■ What is needed: Retype every line of the following records verbatim, in the order given.

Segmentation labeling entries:

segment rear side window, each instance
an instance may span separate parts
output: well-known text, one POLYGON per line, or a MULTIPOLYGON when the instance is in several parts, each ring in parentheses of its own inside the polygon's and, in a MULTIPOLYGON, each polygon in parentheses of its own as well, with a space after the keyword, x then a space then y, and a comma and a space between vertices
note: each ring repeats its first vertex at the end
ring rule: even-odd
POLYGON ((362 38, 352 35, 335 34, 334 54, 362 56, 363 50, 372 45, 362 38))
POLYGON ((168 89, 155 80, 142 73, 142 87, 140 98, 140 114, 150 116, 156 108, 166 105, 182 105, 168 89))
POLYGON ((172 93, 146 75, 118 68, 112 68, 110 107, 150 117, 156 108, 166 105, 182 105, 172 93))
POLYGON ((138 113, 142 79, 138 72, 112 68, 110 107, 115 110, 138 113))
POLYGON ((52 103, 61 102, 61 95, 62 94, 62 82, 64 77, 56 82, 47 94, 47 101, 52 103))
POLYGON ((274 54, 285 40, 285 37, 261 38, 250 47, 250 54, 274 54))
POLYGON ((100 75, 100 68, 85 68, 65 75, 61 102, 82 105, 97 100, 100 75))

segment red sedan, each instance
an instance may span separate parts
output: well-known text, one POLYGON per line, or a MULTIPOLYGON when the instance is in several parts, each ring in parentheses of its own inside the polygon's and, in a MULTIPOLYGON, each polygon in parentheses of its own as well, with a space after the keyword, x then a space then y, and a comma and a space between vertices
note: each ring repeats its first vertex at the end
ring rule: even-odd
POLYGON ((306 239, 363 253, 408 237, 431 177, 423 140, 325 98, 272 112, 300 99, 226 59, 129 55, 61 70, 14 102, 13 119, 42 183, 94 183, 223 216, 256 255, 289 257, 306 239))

■ Full answer:
segment rear side window, each instance
an instance may span separate parts
output: well-known text, one POLYGON per line, or a MULTIPOLYGON when the instance is in several parts, each ring in parentheses of its own inside the polygon's and, in a MULTIPOLYGON, each polygon in parentheses of its own as well, with a space after the keyword, x then a space then y, and a comma and a space between vertices
note: each ring repeats its first vertex at the end
ring rule: even-odd
POLYGON ((362 38, 352 35, 335 34, 334 54, 362 56, 363 50, 372 45, 362 38))
POLYGON ((168 89, 155 80, 142 73, 142 87, 140 98, 140 114, 150 116, 156 108, 166 105, 182 105, 168 89))
POLYGON ((172 93, 146 75, 118 68, 112 68, 110 107, 150 117, 156 108, 166 105, 182 105, 172 93))
POLYGON ((138 113, 142 79, 138 72, 112 68, 110 107, 115 110, 138 113))
POLYGON ((52 103, 61 102, 61 95, 62 94, 62 82, 64 77, 56 82, 47 94, 47 101, 52 103))
POLYGON ((274 54, 285 40, 285 37, 261 38, 250 47, 250 54, 274 54))
POLYGON ((100 75, 100 68, 85 68, 65 75, 61 102, 82 105, 97 100, 100 75))

segment red sedan, each instance
an instance may span separate parts
output: well-known text, one POLYGON per line, or a MULTIPOLYGON when the instance is in several parts, each ring in parentheses of its own inside the polygon's and, in a MULTIPOLYGON, each polygon in parentheses of its own as well, with a space after the keyword, x then a space then y, and a comma and a space between vertices
note: each ring repeats its first vertex at the end
ring rule: even-odd
POLYGON ((306 239, 363 253, 408 237, 431 177, 423 140, 325 98, 272 112, 300 99, 226 59, 129 55, 61 70, 14 102, 13 119, 42 183, 94 183, 223 216, 256 255, 289 257, 306 239))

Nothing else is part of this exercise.